◆ TASK TO COMPLETE
The response must be the exact lines from the line holding "Locate every instance of the bathtub" through the end of the entries, with no pictures and nothing else.

(Beginning of RECORDS SUPPLIED)

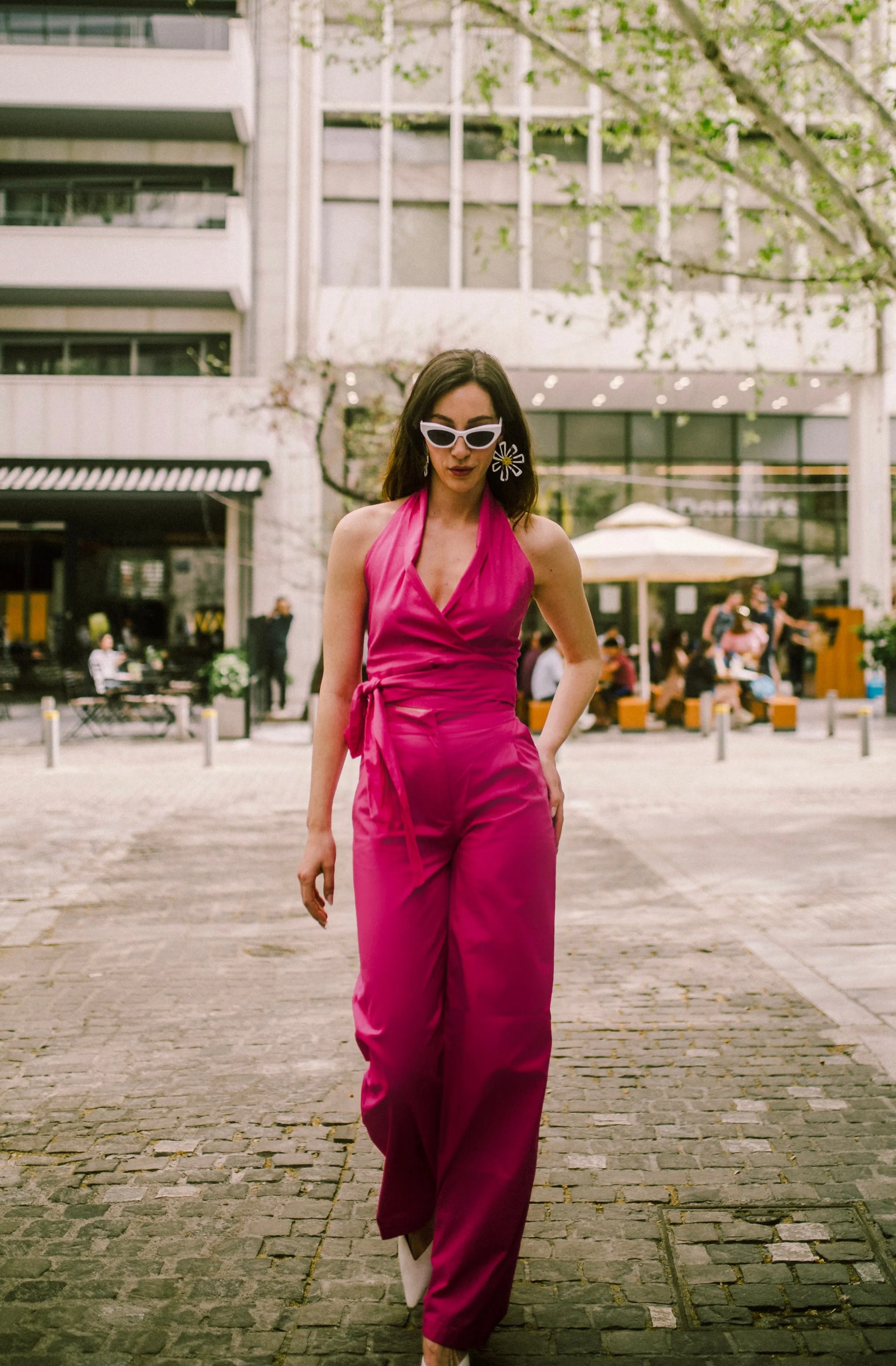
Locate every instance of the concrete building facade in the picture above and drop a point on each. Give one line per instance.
(203, 204)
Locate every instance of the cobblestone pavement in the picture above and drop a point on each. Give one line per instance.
(182, 1175)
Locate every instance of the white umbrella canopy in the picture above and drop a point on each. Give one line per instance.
(645, 542)
(651, 544)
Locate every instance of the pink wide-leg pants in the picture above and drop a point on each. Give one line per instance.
(452, 1006)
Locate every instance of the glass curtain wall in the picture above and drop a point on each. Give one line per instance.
(780, 481)
(455, 160)
(443, 167)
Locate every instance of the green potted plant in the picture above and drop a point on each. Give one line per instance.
(227, 677)
(881, 638)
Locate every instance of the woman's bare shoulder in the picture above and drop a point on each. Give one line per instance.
(357, 532)
(539, 536)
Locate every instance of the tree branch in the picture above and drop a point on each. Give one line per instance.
(790, 142)
(831, 59)
(682, 140)
(319, 443)
(694, 268)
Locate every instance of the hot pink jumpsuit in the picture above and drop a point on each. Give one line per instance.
(454, 860)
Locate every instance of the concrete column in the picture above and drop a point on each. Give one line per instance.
(871, 515)
(233, 624)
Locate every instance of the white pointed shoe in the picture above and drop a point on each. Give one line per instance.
(416, 1272)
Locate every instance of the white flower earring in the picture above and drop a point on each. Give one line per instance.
(507, 461)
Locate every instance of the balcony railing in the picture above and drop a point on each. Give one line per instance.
(123, 266)
(104, 29)
(111, 208)
(89, 89)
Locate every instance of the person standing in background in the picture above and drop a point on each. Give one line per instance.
(276, 631)
(762, 614)
(722, 616)
(548, 671)
(528, 660)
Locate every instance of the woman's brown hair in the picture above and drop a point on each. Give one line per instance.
(446, 372)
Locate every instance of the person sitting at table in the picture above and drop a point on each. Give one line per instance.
(104, 664)
(744, 648)
(746, 641)
(618, 679)
(701, 674)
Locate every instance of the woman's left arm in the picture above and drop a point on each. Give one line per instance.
(561, 597)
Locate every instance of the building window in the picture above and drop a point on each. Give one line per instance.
(93, 354)
(47, 194)
(489, 246)
(466, 118)
(420, 245)
(352, 242)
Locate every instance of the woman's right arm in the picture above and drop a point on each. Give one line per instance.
(345, 607)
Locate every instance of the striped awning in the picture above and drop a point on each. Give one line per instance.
(130, 477)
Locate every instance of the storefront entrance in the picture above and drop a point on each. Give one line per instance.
(140, 548)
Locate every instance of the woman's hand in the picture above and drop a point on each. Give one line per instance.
(555, 791)
(319, 858)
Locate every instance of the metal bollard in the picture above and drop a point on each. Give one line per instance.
(707, 712)
(51, 738)
(182, 718)
(48, 704)
(209, 734)
(865, 731)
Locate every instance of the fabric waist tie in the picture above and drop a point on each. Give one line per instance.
(373, 738)
(368, 734)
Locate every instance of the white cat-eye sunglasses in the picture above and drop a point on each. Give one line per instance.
(476, 439)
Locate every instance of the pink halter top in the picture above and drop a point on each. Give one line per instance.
(459, 659)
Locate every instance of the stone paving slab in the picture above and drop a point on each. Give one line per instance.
(182, 1174)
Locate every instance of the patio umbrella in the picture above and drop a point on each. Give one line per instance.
(645, 543)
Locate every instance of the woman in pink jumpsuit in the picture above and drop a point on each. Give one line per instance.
(457, 819)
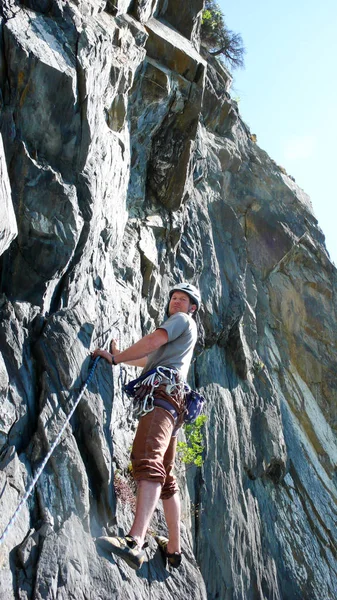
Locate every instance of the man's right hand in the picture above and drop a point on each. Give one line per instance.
(113, 347)
(103, 353)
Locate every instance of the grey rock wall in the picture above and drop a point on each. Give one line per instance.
(129, 169)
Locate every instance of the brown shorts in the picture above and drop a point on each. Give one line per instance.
(153, 451)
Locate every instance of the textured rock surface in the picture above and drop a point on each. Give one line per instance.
(129, 168)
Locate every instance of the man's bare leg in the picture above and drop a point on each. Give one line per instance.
(172, 516)
(148, 493)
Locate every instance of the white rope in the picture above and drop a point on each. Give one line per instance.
(52, 448)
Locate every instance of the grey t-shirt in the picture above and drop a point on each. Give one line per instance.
(178, 351)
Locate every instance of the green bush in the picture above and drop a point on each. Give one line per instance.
(190, 452)
(218, 39)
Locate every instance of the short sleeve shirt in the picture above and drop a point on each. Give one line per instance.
(178, 351)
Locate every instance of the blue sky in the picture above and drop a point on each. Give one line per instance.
(288, 92)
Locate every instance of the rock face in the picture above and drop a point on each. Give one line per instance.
(130, 169)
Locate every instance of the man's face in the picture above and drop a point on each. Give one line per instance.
(180, 302)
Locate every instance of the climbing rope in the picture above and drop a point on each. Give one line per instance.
(42, 466)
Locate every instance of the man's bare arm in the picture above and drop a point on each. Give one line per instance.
(138, 351)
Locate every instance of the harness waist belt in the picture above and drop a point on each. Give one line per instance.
(167, 406)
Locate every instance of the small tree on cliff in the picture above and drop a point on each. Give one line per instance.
(218, 39)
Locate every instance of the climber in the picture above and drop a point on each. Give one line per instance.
(153, 453)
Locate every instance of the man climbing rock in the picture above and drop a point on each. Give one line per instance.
(170, 347)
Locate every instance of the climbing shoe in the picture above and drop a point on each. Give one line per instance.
(125, 547)
(174, 558)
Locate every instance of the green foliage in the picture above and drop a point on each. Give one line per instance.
(218, 39)
(190, 452)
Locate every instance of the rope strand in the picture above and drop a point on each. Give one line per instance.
(42, 466)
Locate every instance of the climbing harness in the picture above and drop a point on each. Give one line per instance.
(142, 390)
(52, 448)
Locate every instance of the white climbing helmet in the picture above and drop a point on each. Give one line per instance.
(190, 290)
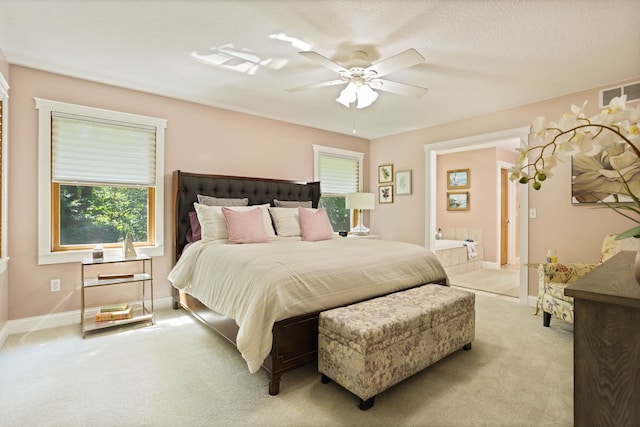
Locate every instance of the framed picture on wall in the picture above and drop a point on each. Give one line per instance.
(458, 179)
(385, 173)
(403, 183)
(458, 201)
(385, 194)
(594, 181)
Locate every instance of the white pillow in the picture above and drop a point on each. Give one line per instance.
(287, 221)
(214, 227)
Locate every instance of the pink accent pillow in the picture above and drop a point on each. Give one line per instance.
(245, 226)
(315, 225)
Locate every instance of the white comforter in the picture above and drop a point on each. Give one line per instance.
(259, 284)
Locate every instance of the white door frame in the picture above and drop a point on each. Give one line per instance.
(518, 136)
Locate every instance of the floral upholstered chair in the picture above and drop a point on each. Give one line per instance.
(554, 277)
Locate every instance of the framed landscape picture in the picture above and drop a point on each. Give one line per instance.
(458, 201)
(403, 183)
(458, 179)
(385, 194)
(385, 173)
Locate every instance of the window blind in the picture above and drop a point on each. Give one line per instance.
(87, 150)
(338, 175)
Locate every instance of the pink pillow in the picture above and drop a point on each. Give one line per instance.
(315, 225)
(245, 226)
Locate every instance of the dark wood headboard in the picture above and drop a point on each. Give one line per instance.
(187, 186)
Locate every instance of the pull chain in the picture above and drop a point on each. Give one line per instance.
(354, 118)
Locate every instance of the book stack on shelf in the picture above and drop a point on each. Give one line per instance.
(114, 312)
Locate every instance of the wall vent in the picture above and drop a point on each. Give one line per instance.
(632, 90)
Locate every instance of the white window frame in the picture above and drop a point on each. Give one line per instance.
(318, 150)
(4, 97)
(45, 107)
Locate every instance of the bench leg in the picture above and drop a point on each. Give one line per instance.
(366, 404)
(546, 319)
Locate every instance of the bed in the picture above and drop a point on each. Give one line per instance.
(273, 320)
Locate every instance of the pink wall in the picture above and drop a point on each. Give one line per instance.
(483, 206)
(4, 276)
(198, 139)
(576, 232)
(207, 139)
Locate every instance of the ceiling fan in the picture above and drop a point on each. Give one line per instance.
(362, 77)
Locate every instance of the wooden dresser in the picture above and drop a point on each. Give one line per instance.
(607, 344)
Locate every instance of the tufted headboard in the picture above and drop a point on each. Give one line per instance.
(187, 186)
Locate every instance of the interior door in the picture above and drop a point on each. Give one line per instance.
(504, 217)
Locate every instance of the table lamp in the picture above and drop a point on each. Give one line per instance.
(360, 201)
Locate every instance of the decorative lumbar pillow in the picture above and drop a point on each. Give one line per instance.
(214, 227)
(286, 221)
(245, 226)
(315, 224)
(220, 201)
(291, 204)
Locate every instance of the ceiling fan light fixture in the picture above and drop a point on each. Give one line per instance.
(366, 96)
(348, 95)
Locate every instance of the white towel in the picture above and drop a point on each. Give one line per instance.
(471, 249)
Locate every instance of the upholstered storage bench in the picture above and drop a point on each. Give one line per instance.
(369, 346)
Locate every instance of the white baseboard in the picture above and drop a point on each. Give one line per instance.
(54, 320)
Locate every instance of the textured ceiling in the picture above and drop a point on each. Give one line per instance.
(481, 55)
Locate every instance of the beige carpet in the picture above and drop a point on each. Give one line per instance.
(502, 282)
(178, 373)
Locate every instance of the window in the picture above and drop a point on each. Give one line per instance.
(339, 172)
(101, 175)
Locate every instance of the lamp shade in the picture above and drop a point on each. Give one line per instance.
(360, 201)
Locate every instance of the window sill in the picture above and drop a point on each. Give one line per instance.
(77, 256)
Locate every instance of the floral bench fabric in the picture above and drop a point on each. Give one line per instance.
(370, 346)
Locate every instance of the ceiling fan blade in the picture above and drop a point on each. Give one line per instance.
(324, 61)
(406, 59)
(398, 88)
(323, 84)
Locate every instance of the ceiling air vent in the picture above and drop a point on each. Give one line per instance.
(632, 90)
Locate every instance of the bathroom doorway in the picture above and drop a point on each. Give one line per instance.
(512, 138)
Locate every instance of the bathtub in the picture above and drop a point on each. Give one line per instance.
(452, 254)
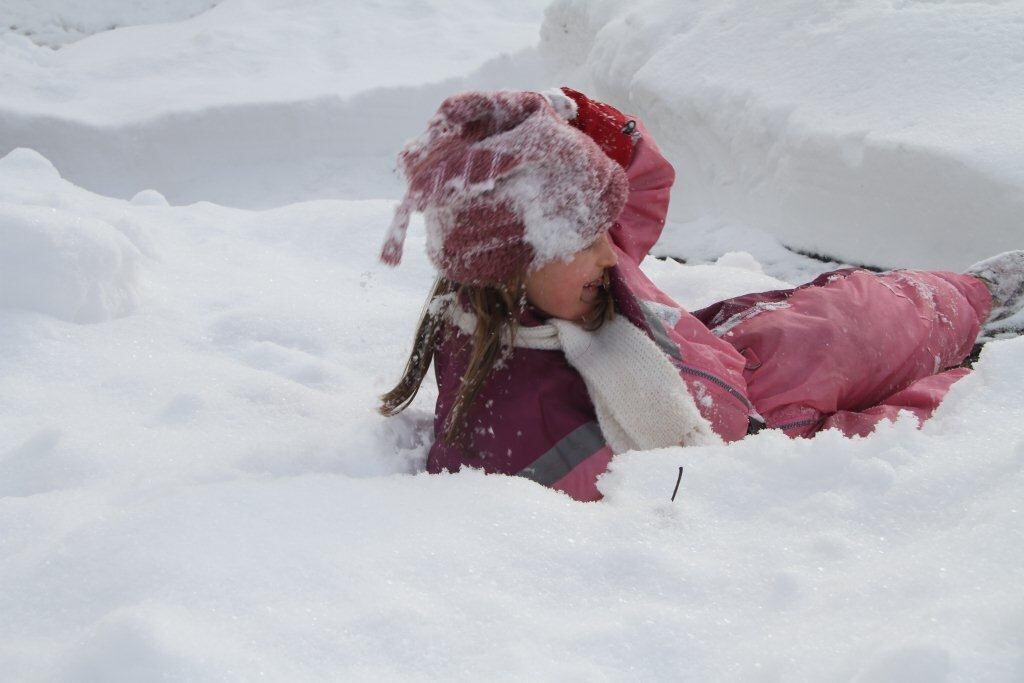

(End of RECORDS SUPPLIED)

◆ WRITTEN RESPONSE
Locate every instance of the bathtub in the picture above and drop a point on each. Give one line per instance.
(452, 254)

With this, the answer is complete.